══ Information provided ══

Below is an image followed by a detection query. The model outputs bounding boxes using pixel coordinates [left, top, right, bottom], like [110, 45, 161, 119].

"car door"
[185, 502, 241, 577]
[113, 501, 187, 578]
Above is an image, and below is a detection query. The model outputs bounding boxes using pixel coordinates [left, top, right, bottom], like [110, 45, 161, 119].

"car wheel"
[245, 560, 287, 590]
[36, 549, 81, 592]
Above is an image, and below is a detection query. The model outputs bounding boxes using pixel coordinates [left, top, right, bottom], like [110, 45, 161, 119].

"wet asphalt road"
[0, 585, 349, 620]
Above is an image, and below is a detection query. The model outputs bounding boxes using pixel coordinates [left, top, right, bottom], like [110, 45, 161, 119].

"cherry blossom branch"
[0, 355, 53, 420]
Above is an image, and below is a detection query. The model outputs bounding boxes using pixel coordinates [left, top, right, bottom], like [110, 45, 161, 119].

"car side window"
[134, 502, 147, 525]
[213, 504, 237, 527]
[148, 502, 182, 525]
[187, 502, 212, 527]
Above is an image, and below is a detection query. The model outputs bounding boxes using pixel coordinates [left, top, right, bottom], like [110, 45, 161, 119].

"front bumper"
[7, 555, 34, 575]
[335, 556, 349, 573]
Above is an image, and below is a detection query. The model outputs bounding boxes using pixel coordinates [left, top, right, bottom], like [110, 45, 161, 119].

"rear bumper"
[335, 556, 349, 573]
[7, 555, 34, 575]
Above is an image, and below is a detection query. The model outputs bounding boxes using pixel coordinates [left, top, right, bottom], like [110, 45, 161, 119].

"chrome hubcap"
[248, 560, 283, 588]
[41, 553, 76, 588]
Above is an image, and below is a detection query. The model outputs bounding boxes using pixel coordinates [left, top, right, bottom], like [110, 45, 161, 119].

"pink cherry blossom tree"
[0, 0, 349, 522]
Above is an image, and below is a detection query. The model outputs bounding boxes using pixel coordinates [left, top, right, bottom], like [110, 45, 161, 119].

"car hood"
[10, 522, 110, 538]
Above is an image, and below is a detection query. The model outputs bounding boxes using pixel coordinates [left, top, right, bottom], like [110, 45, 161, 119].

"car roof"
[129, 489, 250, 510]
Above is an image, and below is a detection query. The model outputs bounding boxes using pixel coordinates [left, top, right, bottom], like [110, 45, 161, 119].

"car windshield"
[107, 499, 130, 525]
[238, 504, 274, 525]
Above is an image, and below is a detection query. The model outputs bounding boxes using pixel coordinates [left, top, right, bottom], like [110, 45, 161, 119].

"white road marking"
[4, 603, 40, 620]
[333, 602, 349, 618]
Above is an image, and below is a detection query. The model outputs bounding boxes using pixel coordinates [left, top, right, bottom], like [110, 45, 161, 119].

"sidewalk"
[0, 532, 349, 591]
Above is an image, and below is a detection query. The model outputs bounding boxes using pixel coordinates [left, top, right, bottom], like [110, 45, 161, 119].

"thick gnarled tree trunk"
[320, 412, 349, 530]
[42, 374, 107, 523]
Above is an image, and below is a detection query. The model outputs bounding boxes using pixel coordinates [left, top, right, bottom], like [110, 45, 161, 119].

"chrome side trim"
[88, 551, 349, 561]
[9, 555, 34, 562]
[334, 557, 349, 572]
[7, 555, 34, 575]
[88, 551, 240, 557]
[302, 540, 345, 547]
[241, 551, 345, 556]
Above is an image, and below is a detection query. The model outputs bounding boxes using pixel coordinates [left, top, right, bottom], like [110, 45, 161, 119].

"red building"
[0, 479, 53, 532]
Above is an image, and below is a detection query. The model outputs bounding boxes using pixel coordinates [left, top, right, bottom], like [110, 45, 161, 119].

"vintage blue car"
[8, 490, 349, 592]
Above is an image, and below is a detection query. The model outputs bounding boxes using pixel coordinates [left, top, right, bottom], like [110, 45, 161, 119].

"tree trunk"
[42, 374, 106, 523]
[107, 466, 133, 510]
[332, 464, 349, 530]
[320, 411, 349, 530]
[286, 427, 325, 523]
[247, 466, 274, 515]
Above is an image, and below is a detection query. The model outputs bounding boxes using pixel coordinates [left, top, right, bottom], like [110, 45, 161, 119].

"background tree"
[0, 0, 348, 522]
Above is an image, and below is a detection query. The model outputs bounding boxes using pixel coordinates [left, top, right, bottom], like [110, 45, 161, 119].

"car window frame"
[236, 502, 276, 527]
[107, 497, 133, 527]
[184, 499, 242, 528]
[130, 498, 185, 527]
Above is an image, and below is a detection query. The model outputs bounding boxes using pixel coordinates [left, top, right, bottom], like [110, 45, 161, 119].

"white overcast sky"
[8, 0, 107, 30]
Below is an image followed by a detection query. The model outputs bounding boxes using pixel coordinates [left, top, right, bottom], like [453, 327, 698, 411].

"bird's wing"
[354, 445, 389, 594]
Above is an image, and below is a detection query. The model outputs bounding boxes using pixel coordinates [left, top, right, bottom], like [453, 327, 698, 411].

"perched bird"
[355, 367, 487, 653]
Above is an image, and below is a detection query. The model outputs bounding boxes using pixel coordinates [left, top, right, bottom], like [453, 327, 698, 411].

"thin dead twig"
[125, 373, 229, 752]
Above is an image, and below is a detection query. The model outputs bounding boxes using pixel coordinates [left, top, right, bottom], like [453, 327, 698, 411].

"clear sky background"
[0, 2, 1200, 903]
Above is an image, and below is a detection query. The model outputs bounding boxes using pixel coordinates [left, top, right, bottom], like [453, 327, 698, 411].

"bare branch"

═══

- _Given instruction_: Reproduce every one of the records above, replacing each occurrence of "pixel coordinates" with "absolute coordinates" and leaving all other text unchanged.

- _Result of the task_:
Below is an image followed by a detection query. The model outputs bounding boxes using absolute coordinates [left, top, right, bottom], like [110, 45, 161, 119].

"car door"
[185, 502, 241, 577]
[113, 501, 187, 578]
Above is an image, and below is a detection query. The model outputs bounding boxes using absolute coordinates [left, top, right, bottom], like [110, 45, 161, 119].

"car wheel"
[245, 560, 287, 590]
[36, 549, 81, 592]
Above is an image, and below is a detection query. The model outputs bounding boxes using absolute coordinates [left, top, right, bottom], like [110, 45, 161, 119].

"wet asphalt road"
[0, 585, 349, 620]
Above is an image, and below is a detection query. The model outputs bounding boxes using absolute coordinates [left, top, right, bottom], like [110, 45, 161, 119].

"cherry blossom branch"
[0, 355, 53, 420]
Above is an image, and below is a detection query. The model outputs bounding boxes using absolute coordinates [left, top, right, bottom], like [110, 45, 161, 119].

"car side window"
[134, 502, 147, 525]
[213, 504, 237, 527]
[148, 502, 182, 525]
[187, 502, 212, 527]
Above is an image, and below is a detection query. The model outputs bounding boxes using absolute coordinates [left, top, right, bottom], like [110, 45, 161, 119].

"front bumper"
[7, 555, 34, 575]
[335, 556, 349, 573]
Above is an image, and below is a detection query. The model outputs bounding boxes using absolute coordinates [left, top, right, bottom], like [110, 45, 161, 119].

"rear bumper"
[335, 556, 349, 573]
[7, 555, 34, 575]
Above is an image, and below is a detection query. The model outputs bounding boxes using absolute coordinates [left, top, right, bottom], like [110, 45, 161, 119].

"chrome hubcap"
[248, 560, 283, 588]
[41, 553, 76, 588]
Above is an image, and below is a detection query. The model outputs bounding boxes using absolute coordinates [left, top, right, bottom], like [110, 45, 161, 119].

"pink cherry blossom tree"
[0, 0, 349, 522]
Above is an image, and below is a detection query. The model outputs bounding boxes using absolute coordinates [left, top, right, bottom], like [110, 45, 161, 119].

"car hood"
[10, 522, 110, 538]
Above is an image, and below is a detection query. The model outputs bounding boxes using absolute coordinates [left, top, right, bottom], like [110, 45, 161, 119].

"car roof"
[129, 489, 250, 510]
Above is an image, and below is a detection query. The model outputs bounding boxes using absolute coordinates [left, top, right, bottom], like [110, 45, 161, 119].

"car windshield"
[107, 499, 130, 525]
[238, 504, 274, 525]
Above is an image, and below is a detection query. The model outputs bounding boxes using absolute coordinates [left, top, right, bottom], like [110, 45, 161, 119].

"white road marking"
[4, 603, 40, 620]
[333, 602, 349, 618]
Above is an image, and below is a detection query. The model outputs bounding boxes using absolute coordinates [left, top, right, bottom], like [110, 45, 161, 119].

"sidewalk"
[0, 532, 349, 591]
Above is an image, and below is a detection query. The model outputs bounding boxes using absolute coordinates [left, top, right, bottom], like [110, 45, 161, 119].

"thick gnarled tree trunk"
[320, 412, 349, 530]
[42, 374, 107, 523]
Above is an image, and below is a detection query. The model outputs bounding boxes using absolute coordinates [left, top, right, bottom], like [110, 45, 161, 119].

"chrome side trim"
[88, 551, 349, 561]
[9, 555, 34, 562]
[334, 557, 349, 572]
[7, 555, 34, 575]
[88, 551, 240, 557]
[302, 540, 345, 547]
[241, 551, 345, 556]
Above is an image, and below is a detection query. The model outputs bounding boxes using absolute coordinates [left, top, right, bottom], like [110, 45, 161, 119].

"red building"
[0, 479, 53, 532]
Above is an image, and below is a detection query. The model outputs bounding boxes using absolute coordinates [left, top, right, bottom], like [110, 45, 161, 119].

"vintage blue car"
[8, 490, 349, 592]
Above is an image, and below is a detection query. The model outputs bounding boxes using absolute coordinates [left, top, right, bottom], like [110, 45, 161, 119].

"tree trunk"
[42, 374, 106, 523]
[107, 466, 133, 510]
[332, 464, 349, 530]
[320, 411, 349, 530]
[286, 427, 325, 523]
[247, 466, 274, 515]
Above is an image, and below is a detection query. The model outputs bounding boxes using absolute coordinates [left, top, right, bottom], like [110, 45, 161, 119].

"background tree"
[0, 0, 348, 522]
Above is an image, and below is a detection query. The model outputs bounding boxes using absolute coordinates [left, top, right, bottom], like [110, 45, 161, 119].

"car window frame"
[236, 502, 276, 527]
[107, 497, 133, 527]
[184, 499, 242, 528]
[130, 498, 185, 527]
Above is an image, and below is a detection query. The model outputs bounding boxes using absolute coordinates [left, top, right, bottom], like [110, 45, 161, 119].

"white overcast sky"
[8, 0, 107, 30]
Below is an image followed by a detection query. The model outputs bounding boxes using absolute coordinates [left, top, right, bottom], like [453, 327, 698, 411].

"bird's wing"
[354, 445, 389, 594]
Above is an image, and below is a detection query. The model outputs bounding boxes using absolute coordinates [left, top, right, bottom], like [453, 327, 698, 411].

"perched bird"
[355, 367, 487, 653]
Above is an image, and below is a detection query. The model outputs bounding boxes using absolute coordinates [left, top, right, bottom], like [453, 327, 698, 411].

"thin dead twig"
[125, 373, 229, 752]
Above is an image, and below is a detection query. The model outputs bounding boxes using absolute coordinates [left, top, right, bottom], like [453, 327, 698, 411].

"clear sky background"
[0, 2, 1200, 903]
Above is an image, and below is a detection query. The model outputs bounding boxes using absolute coordinates [left, top, right, bottom], like [453, 327, 698, 411].

"bare branch"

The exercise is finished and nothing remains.